Direction: Return every one of the records below verbatim, line for line, but omit the pictures from your answer.

Object outline annotations:

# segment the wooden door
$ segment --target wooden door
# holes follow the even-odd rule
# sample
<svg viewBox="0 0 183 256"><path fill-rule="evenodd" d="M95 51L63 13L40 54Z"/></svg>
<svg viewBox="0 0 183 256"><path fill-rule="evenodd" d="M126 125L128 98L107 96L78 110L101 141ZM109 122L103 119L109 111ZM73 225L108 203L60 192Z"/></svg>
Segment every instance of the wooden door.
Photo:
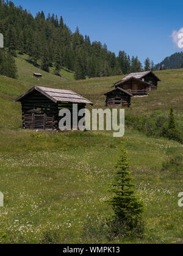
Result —
<svg viewBox="0 0 183 256"><path fill-rule="evenodd" d="M34 130L46 129L46 113L32 113L32 128Z"/></svg>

Full output:
# segment the wooden door
$ segment --target wooden door
# holes follow the even-odd rule
# sample
<svg viewBox="0 0 183 256"><path fill-rule="evenodd" d="M95 51L63 13L40 54Z"/></svg>
<svg viewBox="0 0 183 256"><path fill-rule="evenodd" d="M126 125L128 98L107 96L78 110L101 141ZM109 122L103 119L109 111ZM73 225L108 203L60 192Z"/></svg>
Segment every instance of the wooden door.
Photo:
Result —
<svg viewBox="0 0 183 256"><path fill-rule="evenodd" d="M34 130L46 129L46 113L32 113L32 128Z"/></svg>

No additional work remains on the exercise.